↓

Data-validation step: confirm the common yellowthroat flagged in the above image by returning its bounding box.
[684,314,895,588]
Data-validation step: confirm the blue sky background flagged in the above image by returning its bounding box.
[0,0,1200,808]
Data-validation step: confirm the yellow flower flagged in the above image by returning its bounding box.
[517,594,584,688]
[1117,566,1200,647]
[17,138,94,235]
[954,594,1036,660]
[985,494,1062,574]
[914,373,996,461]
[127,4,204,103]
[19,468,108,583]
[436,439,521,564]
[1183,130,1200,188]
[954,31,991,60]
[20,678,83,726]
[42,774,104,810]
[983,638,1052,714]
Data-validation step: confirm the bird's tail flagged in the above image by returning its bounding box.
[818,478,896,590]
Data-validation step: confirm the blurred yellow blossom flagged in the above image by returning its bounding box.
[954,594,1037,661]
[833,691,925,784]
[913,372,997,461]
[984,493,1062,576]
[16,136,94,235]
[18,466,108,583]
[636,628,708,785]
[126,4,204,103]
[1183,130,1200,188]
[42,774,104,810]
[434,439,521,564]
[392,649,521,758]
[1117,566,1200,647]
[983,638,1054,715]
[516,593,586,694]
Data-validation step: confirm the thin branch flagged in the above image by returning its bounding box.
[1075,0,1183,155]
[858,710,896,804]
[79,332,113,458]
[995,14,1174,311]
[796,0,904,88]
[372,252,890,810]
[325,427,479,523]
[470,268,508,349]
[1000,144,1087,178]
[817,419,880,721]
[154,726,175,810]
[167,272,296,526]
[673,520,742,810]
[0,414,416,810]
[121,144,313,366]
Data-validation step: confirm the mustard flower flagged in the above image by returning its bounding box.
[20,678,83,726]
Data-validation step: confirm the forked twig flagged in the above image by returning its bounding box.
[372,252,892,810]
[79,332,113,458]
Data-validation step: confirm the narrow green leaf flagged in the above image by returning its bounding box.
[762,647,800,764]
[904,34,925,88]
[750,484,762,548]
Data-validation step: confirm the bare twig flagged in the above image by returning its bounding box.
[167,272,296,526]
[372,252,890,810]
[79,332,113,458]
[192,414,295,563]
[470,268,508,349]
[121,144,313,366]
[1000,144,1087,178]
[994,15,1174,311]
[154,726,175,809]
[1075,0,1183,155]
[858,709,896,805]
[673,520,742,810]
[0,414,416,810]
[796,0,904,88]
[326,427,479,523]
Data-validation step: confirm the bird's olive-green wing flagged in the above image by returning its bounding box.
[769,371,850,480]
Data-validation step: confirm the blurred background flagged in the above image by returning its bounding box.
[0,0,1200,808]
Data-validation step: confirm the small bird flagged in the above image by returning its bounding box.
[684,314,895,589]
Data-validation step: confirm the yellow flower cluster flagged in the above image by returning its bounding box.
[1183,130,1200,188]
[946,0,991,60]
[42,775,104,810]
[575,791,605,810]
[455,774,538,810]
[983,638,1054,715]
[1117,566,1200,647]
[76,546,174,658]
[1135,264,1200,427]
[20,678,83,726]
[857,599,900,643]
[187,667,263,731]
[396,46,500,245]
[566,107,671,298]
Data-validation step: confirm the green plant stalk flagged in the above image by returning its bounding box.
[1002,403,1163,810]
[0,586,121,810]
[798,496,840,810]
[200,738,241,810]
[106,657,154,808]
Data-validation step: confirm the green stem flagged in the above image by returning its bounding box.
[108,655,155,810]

↑
↓

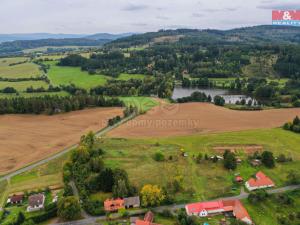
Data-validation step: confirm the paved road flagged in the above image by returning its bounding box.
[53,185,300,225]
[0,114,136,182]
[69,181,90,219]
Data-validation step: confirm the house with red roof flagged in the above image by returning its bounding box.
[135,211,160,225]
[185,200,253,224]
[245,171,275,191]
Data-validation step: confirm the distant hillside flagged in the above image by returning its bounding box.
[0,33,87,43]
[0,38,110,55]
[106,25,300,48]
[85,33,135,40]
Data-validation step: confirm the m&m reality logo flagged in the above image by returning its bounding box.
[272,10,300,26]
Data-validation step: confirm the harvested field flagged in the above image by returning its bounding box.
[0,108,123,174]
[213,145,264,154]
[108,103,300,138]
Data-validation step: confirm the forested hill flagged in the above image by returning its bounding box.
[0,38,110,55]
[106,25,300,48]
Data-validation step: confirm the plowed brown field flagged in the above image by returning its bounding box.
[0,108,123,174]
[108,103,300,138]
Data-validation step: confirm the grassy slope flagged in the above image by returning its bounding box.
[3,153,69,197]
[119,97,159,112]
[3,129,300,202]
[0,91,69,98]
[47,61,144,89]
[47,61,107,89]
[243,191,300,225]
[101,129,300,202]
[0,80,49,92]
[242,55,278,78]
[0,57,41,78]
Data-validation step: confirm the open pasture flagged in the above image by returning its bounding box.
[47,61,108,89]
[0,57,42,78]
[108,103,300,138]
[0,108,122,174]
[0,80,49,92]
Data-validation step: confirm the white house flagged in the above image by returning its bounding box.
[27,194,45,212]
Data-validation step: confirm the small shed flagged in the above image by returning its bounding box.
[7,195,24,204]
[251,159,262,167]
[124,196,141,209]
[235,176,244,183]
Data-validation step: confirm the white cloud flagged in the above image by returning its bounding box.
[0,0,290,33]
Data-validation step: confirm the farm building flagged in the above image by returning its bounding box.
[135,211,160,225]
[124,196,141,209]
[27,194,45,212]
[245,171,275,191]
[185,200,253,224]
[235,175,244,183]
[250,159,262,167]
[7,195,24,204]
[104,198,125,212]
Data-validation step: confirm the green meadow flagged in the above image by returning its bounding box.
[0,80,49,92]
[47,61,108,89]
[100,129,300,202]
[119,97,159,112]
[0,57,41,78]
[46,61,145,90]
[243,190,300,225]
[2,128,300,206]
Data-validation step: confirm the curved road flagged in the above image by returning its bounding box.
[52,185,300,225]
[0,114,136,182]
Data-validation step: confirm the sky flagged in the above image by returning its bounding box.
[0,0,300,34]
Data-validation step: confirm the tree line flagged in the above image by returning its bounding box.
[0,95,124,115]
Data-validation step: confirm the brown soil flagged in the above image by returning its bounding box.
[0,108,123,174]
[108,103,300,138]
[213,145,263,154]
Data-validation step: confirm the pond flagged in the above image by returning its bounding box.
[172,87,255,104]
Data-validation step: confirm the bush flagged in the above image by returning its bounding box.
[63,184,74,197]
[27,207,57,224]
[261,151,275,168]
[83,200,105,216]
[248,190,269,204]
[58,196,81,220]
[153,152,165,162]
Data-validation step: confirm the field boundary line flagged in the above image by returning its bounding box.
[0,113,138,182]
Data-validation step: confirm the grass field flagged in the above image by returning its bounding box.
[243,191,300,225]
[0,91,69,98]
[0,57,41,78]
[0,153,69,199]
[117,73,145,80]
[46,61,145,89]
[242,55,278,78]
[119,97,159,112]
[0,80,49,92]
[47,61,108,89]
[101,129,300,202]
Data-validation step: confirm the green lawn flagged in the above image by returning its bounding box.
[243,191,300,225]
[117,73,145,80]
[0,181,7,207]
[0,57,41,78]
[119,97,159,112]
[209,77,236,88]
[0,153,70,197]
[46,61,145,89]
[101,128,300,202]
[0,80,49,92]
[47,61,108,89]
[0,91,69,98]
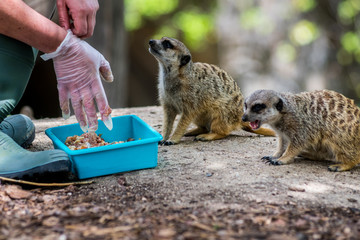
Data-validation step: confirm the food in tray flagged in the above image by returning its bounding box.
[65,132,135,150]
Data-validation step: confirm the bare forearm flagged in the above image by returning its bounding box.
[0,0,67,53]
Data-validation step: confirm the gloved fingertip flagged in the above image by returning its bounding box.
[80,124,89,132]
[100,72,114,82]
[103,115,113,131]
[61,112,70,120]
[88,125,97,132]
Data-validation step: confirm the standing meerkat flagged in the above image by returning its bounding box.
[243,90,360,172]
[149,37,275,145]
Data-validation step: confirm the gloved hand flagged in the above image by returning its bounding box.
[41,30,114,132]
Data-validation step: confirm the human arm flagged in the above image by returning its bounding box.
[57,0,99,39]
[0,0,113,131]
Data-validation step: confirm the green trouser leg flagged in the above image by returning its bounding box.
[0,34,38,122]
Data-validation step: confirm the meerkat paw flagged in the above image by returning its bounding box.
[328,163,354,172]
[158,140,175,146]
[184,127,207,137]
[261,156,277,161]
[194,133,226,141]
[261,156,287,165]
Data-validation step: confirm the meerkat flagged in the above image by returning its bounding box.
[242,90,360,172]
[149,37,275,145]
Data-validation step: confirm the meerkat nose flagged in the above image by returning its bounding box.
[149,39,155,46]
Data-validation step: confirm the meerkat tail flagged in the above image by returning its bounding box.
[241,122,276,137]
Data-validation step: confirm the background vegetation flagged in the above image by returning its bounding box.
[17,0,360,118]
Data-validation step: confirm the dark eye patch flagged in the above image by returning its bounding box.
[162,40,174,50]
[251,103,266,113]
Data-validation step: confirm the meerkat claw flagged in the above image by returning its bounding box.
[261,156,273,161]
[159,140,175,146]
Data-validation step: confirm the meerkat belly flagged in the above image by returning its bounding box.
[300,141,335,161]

↑
↓

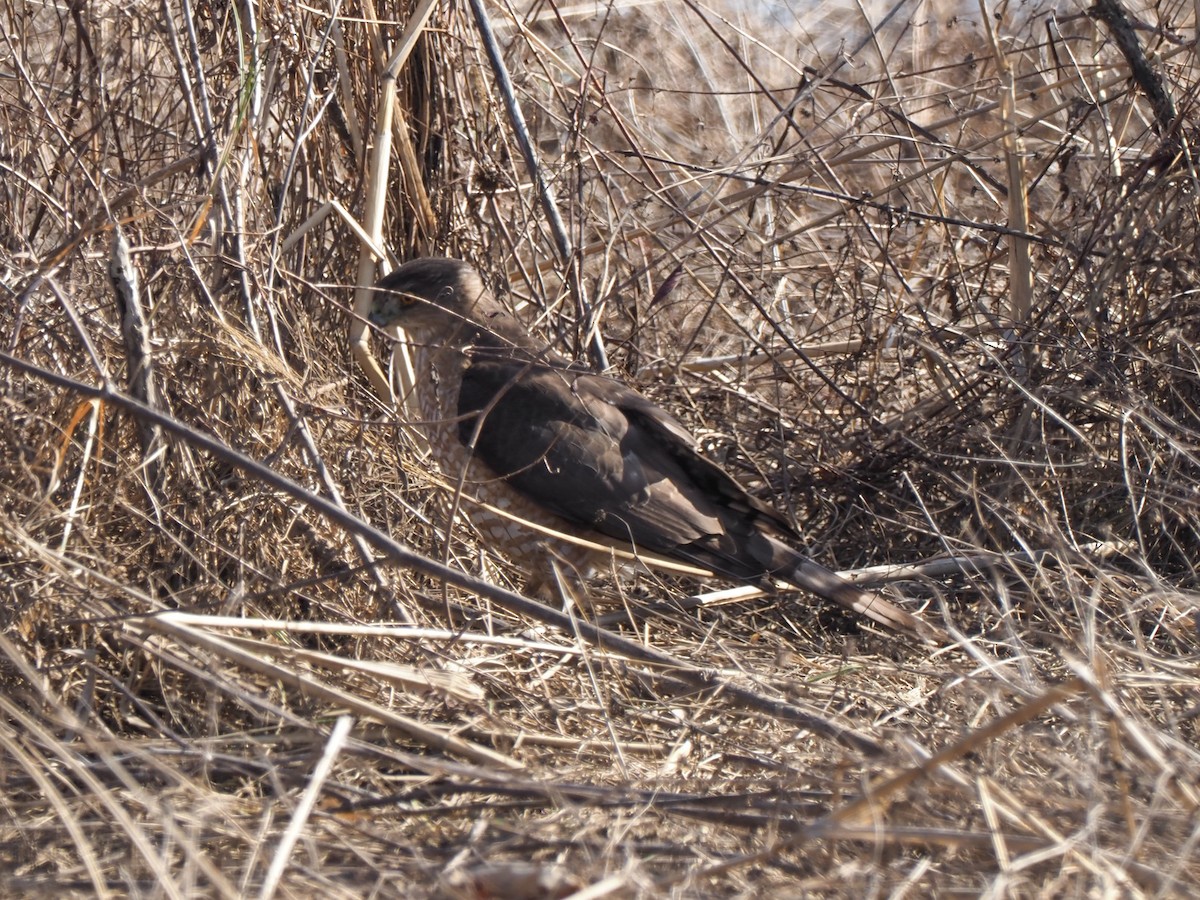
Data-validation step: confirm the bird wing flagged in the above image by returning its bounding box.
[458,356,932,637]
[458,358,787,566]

↑

**EXERCISE INSTRUCTIONS**: Please rewrite only the entries in the part that opens with the line containing "Data-validation step: confirm the small shed" and closes with the line containing "[2,128,300,206]". Keep every line and raise each bounding-box coordinate by 101.

**THE RESULT**:
Data-validation step: confirm the small shed flagged in the above image by returning its bounding box.
[108,296,125,305]
[352,260,363,268]
[225,297,242,310]
[336,277,345,284]
Data-validation step: confirm the white cloud flagged in the above image by returning its bounding box.
[101,101,391,134]
Data-validation step: confirm the farm building flagged in the above image by returning its bounding box.
[236,312,261,326]
[225,297,242,310]
[128,295,146,313]
[346,272,376,292]
[286,301,354,325]
[336,276,345,284]
[351,260,363,268]
[108,296,125,305]
[205,299,226,313]
Data-validation step: confirm the green meadow flagged in the above image by returning its bounding box.
[101,181,150,193]
[148,162,209,190]
[201,230,401,303]
[220,198,260,213]
[101,158,142,179]
[147,162,246,191]
[344,291,401,326]
[103,229,401,307]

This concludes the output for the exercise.